### PROVIDED PASSAGE
Audobon Ballroom Terracotta
Oil on panel
8x8 inches
SOLD
One summer day pre-Covid, my friend Debbie and I went on an art stroll in Harlem and Washington Heights. All of a sudden I spotted this facade from across the street on Broadway and West 165th Street. Wow, what a fabulous facade. I hurried across to the island on the middle of Broadway and started taking photos of the building from all different angles. Just love coming upon these architectural details and this terracotta beauty is spectacular. Decided to do a painting and here is the result, another in my "kitchen table series of small works". A LOT of detail on a small scale panel. So happy the building was not torn down but restored and is still in use today.
The Audobon Ballroom was built in 1912 by Thomas W. Lamb as a theater. Here is some information about the building from Wikipedia.
Architect Thomas Lamb, who later would design the nearby eclectic United Palace, was an advocate of the use of ornamentation and color on his building's exteriors. He would write: ""Exotic ornaments, colors and scenes are particularly effective in creating an atmosphere in which the mind is free to frolic and becomes receptive to entertainment."[10] In line with this philosophy, the facade of the Audubon Ballroom presents terra-cotta glazed polychromy, encrustations and cornices.[11] Its ornamentations include brown foxes between the windows on the second floor, intended to flatter Fox,[3] and, most prominently, a colorful protruding three-dimensional statue of Neptune on a ship.[1]
Alterations to the building in 1996 were made by the architecture firm of Davis Brody Bond, who also designed Columbia University's new building, while the restoration of the facade was handled by preservation specialist Jan Hird Pokorny.[11]

### SOURCE INFORMATION
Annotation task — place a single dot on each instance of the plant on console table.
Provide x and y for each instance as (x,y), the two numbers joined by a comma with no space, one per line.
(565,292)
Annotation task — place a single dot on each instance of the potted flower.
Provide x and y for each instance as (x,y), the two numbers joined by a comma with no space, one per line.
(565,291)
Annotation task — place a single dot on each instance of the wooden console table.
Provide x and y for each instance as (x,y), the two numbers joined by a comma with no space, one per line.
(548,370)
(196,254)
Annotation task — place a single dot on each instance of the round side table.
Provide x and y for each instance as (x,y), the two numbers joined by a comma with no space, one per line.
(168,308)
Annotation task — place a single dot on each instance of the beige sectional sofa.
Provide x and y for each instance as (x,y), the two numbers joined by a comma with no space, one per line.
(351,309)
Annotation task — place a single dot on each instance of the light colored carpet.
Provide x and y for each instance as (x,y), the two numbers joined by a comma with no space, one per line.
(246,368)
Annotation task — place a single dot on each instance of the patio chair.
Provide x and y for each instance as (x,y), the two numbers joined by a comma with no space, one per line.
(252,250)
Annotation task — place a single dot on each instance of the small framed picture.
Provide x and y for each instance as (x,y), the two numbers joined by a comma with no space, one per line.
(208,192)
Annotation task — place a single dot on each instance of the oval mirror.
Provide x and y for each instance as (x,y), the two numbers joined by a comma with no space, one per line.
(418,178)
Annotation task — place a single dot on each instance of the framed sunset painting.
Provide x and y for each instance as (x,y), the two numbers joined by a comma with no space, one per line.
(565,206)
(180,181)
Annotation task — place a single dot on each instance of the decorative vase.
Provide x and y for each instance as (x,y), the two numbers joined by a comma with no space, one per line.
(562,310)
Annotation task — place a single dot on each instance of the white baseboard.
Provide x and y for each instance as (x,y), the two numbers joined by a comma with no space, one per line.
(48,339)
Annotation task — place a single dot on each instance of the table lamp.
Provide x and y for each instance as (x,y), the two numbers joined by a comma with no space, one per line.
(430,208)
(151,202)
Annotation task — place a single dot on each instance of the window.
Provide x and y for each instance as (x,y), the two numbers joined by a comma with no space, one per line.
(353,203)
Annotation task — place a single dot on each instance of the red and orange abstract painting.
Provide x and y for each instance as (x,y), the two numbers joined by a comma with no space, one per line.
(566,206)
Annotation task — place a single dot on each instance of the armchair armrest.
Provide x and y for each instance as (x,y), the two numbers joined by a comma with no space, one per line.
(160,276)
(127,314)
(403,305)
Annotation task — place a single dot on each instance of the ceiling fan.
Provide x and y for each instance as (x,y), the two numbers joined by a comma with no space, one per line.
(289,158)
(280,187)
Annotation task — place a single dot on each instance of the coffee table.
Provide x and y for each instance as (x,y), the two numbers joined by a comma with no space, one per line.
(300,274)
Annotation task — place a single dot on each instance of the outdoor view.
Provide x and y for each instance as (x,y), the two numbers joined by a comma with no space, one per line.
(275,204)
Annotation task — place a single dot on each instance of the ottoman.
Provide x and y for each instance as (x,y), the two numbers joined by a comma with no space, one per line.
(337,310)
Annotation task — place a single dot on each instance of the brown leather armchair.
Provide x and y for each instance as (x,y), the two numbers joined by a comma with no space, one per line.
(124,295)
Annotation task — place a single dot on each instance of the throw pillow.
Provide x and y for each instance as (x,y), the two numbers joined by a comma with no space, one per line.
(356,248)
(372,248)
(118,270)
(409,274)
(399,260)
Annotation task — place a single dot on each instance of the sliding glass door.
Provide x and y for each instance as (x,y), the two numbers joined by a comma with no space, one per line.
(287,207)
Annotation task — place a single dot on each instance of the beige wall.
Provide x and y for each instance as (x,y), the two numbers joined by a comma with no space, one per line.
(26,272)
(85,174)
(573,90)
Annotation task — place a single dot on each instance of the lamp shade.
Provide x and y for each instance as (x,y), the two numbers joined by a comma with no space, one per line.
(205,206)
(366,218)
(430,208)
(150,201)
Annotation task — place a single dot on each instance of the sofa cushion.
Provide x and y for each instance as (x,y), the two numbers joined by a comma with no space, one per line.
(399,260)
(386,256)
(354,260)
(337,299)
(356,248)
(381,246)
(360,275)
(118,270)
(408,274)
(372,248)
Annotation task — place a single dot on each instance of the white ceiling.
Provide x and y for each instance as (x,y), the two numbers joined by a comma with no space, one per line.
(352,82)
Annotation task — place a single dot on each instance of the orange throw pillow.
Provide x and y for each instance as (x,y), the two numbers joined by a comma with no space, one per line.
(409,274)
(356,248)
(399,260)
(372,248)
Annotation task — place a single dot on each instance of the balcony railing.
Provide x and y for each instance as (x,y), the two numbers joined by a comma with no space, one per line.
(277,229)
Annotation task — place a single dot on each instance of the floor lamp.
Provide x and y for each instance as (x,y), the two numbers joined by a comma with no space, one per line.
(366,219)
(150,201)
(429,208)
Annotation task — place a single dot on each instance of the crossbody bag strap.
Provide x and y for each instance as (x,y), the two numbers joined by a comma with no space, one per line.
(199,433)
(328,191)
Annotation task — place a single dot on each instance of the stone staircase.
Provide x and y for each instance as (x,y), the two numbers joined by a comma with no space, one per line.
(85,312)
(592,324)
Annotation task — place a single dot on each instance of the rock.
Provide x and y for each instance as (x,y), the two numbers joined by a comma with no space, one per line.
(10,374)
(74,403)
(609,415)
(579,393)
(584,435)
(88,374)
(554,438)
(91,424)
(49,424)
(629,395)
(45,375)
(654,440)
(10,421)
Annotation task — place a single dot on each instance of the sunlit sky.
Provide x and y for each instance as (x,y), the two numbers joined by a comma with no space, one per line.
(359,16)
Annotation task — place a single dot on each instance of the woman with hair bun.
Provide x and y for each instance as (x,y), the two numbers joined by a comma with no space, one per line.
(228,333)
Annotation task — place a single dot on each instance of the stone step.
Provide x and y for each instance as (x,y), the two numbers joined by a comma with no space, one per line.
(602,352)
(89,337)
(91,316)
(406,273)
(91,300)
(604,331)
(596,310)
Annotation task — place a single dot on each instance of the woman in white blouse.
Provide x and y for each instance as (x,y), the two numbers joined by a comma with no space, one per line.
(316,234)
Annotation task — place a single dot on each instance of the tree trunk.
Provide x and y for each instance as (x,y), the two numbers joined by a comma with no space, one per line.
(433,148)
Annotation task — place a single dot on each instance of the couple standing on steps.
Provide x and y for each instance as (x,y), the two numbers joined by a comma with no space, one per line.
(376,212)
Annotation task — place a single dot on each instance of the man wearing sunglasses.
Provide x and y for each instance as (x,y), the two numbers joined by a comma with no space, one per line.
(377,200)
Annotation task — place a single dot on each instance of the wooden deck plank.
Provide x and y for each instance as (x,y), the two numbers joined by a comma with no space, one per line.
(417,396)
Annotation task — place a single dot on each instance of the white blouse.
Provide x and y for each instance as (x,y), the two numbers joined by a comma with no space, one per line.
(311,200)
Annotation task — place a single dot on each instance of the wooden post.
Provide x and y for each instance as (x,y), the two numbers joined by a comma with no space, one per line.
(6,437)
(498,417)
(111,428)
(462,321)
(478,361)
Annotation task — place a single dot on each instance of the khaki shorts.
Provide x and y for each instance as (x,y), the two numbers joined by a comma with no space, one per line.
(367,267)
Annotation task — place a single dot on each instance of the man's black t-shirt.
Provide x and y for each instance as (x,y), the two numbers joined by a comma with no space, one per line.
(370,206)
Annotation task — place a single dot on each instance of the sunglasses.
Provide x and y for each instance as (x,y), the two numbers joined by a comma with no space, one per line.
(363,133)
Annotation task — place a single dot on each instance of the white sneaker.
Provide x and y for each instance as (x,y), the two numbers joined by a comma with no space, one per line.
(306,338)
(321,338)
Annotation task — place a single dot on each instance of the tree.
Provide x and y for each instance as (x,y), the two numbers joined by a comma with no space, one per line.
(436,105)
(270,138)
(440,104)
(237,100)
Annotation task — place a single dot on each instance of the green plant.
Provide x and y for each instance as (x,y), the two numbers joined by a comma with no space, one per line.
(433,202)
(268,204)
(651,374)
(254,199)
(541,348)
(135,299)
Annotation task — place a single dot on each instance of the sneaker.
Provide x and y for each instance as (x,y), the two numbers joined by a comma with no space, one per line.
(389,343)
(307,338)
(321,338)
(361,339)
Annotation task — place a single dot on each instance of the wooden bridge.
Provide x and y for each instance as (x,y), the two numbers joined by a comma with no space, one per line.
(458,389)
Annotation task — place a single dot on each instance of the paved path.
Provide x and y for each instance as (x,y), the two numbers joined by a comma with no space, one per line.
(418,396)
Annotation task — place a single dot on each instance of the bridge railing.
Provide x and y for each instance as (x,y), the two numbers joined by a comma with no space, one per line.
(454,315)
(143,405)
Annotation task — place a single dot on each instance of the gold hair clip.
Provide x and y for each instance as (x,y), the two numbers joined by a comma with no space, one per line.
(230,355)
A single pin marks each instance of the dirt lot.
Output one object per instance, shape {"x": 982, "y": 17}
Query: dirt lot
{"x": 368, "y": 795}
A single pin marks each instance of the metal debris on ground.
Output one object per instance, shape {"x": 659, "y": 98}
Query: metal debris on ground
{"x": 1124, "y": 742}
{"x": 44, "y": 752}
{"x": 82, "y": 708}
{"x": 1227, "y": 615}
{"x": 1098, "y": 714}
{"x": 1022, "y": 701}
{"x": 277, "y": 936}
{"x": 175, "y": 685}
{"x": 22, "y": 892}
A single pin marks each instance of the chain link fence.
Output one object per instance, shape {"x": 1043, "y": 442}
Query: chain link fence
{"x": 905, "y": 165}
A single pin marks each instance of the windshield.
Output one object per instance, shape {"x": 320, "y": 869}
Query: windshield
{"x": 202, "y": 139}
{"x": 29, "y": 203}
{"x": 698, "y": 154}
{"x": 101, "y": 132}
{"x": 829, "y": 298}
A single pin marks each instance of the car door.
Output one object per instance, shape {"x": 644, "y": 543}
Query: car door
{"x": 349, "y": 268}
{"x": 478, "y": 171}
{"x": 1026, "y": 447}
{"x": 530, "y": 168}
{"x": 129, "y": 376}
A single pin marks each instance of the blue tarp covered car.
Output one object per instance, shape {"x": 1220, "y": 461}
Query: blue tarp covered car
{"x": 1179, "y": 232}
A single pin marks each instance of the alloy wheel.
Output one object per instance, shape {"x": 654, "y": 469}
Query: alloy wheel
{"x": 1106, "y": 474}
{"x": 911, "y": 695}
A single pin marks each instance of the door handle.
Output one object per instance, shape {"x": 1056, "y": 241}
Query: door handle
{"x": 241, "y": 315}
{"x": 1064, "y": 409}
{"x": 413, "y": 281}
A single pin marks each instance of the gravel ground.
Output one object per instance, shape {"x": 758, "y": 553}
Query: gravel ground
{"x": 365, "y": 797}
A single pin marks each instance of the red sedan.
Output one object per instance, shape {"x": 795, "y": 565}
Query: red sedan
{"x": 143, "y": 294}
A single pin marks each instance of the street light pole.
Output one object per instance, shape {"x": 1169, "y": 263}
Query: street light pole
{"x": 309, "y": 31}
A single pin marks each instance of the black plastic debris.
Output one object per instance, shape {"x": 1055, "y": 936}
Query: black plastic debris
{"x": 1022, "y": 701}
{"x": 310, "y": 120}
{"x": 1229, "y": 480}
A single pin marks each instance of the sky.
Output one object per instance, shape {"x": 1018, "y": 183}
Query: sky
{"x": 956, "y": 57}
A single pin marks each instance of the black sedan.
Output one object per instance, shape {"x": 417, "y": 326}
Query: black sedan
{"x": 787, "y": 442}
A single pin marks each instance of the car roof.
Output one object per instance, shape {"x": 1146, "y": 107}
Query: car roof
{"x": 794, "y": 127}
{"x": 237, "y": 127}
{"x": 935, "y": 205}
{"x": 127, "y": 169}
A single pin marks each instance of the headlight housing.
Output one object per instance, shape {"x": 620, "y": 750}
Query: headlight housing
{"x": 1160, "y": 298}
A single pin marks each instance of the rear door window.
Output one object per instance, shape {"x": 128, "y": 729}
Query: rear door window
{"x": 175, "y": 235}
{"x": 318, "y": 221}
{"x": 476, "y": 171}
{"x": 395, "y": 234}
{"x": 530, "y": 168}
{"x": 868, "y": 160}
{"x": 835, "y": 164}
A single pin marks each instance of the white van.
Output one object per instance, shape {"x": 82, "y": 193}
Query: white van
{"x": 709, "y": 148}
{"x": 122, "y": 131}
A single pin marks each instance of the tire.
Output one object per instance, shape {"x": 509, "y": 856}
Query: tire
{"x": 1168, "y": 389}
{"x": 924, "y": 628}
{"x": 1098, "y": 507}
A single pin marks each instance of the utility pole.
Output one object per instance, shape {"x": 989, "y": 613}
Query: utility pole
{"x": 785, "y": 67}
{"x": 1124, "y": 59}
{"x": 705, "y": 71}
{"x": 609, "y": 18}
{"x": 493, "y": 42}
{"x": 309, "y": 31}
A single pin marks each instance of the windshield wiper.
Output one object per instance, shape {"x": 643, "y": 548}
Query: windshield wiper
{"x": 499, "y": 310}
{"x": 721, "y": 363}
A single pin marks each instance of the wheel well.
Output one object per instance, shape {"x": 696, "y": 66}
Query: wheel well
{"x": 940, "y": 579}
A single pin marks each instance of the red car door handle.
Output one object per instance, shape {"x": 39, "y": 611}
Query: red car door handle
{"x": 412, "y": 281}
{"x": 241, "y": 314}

### PROBLEMS TO WORK ON
- a) List every facade feature of the Audubon Ballroom that the quoted Wikipedia passage on the Audobon Ballroom page names.
- b) From the Audobon Ballroom page, extract the passage beginning at "Audobon Ballroom Terracotta" up to and including "building from Wikipedia.".

### ANSWERS BELOW
- a)
- terra-cotta glazed polychromy
- encrustations
- cornices
- brown foxes between the windows on the second floor
- a colorful protruding three-dimensional statue of Neptune on a ship

- b)
Audobon Ballroom Terracotta
Oil on panel
8x8 inches
SOLD
One summer day pre-Covid, my friend Debbie and I went on an art stroll in Harlem and Washington Heights. All of a sudden I spotted this facade from across the street on Broadway and West 165th Street. Wow, what a fabulous facade. I hurried across to the island on the middle of Broadway and started taking photos of the building from all different angles. Just love coming upon these architectural details and this terracotta beauty is spectacular. Decided to do a painting and here is the result, another in my "kitchen table series of small works". A LOT of detail on a small scale panel. So happy the building was not torn down but restored and is still in use today.
The Audobon Ballroom was built in 1912 by Thomas W. Lamb as a theater. Here is some information about the building from Wikipedia.